Written request >> Transcribe verbatim the entries between the line containing "Can you find the blurred green" and the line containing "[[1239, 550], [467, 748]]", inclusive, and output nothing else.

Task data >>
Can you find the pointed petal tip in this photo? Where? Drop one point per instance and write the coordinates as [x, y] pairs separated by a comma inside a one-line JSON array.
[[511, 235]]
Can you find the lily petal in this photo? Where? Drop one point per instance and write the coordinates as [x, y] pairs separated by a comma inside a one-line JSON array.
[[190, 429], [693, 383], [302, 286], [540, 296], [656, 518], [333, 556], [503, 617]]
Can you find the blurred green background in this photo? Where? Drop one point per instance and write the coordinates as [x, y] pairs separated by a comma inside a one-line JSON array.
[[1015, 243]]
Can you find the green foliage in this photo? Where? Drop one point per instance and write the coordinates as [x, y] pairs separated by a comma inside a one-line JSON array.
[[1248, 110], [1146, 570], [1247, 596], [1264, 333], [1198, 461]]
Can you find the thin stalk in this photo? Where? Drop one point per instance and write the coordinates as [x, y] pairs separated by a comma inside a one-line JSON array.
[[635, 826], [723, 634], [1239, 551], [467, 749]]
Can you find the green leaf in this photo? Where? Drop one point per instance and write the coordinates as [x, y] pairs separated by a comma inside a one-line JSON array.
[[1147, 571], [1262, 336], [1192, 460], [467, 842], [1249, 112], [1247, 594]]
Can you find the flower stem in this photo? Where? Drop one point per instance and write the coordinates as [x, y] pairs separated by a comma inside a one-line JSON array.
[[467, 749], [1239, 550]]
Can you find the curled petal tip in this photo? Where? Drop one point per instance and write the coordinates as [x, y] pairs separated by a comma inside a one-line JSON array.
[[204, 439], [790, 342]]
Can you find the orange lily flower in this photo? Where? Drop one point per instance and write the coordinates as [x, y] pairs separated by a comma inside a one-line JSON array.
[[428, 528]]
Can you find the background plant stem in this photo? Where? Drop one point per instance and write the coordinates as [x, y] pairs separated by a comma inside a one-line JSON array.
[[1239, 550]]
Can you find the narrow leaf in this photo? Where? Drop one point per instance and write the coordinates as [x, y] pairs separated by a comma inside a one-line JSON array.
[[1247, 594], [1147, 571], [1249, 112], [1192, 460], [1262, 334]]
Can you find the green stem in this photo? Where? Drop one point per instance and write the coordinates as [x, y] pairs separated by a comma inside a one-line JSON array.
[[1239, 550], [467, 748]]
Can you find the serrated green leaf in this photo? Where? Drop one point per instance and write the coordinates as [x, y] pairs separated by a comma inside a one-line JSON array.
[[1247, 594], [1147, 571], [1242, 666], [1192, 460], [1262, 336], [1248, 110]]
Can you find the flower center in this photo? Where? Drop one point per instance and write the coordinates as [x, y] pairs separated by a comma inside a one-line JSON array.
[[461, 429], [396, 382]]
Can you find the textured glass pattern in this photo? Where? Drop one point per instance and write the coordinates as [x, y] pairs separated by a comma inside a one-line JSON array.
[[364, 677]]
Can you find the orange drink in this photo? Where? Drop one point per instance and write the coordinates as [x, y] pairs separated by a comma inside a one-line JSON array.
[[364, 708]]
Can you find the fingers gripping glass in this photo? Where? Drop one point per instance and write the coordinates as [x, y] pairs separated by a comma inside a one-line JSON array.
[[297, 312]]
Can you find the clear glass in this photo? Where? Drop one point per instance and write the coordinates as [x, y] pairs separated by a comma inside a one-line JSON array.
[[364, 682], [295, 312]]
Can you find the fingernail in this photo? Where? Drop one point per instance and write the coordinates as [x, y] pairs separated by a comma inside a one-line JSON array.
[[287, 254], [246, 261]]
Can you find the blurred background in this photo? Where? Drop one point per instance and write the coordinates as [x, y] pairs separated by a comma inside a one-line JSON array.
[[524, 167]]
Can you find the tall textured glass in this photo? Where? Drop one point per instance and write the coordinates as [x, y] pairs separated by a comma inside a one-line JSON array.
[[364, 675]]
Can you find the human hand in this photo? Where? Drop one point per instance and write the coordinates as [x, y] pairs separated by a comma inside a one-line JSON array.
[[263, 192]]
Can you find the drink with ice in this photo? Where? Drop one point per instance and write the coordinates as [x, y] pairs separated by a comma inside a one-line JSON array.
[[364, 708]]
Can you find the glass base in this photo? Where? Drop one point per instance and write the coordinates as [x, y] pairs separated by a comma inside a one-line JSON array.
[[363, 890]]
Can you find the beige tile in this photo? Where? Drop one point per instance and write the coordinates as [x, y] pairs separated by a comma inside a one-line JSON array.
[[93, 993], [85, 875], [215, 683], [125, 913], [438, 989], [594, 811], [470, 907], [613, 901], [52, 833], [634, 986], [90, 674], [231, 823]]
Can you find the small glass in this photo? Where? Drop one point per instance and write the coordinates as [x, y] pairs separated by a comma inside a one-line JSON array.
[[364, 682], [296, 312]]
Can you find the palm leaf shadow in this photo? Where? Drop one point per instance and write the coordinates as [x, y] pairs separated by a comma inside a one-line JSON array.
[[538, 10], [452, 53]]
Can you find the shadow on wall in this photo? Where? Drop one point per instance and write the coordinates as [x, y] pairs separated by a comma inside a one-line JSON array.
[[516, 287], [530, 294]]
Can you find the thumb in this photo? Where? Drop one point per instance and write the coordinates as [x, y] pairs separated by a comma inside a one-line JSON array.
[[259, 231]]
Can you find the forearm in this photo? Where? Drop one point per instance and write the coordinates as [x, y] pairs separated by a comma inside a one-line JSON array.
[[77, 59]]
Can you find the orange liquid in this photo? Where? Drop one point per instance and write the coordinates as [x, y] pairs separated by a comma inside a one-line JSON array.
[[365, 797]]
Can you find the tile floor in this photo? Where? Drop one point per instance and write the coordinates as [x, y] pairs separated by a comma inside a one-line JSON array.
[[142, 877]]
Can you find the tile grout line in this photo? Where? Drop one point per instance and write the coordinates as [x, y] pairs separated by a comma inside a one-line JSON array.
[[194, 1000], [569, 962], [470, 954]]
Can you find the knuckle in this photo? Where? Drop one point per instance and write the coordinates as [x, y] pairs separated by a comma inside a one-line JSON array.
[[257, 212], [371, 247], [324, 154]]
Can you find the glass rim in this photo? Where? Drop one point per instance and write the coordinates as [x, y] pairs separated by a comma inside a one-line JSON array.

Response below >>
Can you find the blurred green background in this photo? Where? Drop one point per instance and write the coordinates as [x, y] pairs separated by a comma inside a one-line JSON array.
[[1015, 243]]
Can you find the green foliage in this photo? Where? Drop one point per instance and write the coordinates as [x, y] pairs separated by a comma inside a one-line JSON array.
[[1248, 110], [1146, 570], [1247, 596], [1264, 333], [1198, 461]]
Can you find the thin stalk in this photo? Where? Drop one point per instance and write the coordinates as [x, y] pairs separated by a comma inside a one-line JSON array.
[[635, 826], [723, 634], [1239, 551], [467, 749]]
Can you find the green leaf in this photo? Where? Drop one point per instance and write the coordinates as [x, y] pairs separated by a comma inside a one-line JSON array.
[[1147, 571], [1262, 336], [1192, 460], [467, 842], [1249, 112], [1247, 594]]
Can you find the flower stem in this photo? Where? Drop one point per instance and write the coordinates as [x, y] pairs separated by a comma inside a one-line JSON array.
[[467, 749], [1239, 550]]
Can you find the curled petal tip in this photo? Where? Drop one point per instance and write the coordinates as [x, y] pairs separated by a comma inside a one-line JSON array.
[[204, 439], [790, 342]]
Can you find the orange lily flower in this photo? Where? Drop one point per instance and write the coordinates as [x, y] pairs separated by a comma inside a one-line JSON array.
[[428, 528]]
Can you find the background plant stem in this photo? Where? Drop one point per instance and write the coordinates as [x, y] pairs separated by a comma inside a one-line JSON array.
[[1239, 550]]
Can you find the narrow leaf in this photo? Where? Drop one point per instance and write the coordinates as [x, y] pairs separated by a comma inside a one-line JSON array.
[[1247, 594], [1147, 571], [1249, 112], [1192, 460], [1262, 334]]
Can you find the green stem in this photo? Where? Drop one point per instance and write the coordinates as [x, y] pairs separated by a comma inside a one-line JSON array.
[[1239, 550], [467, 748]]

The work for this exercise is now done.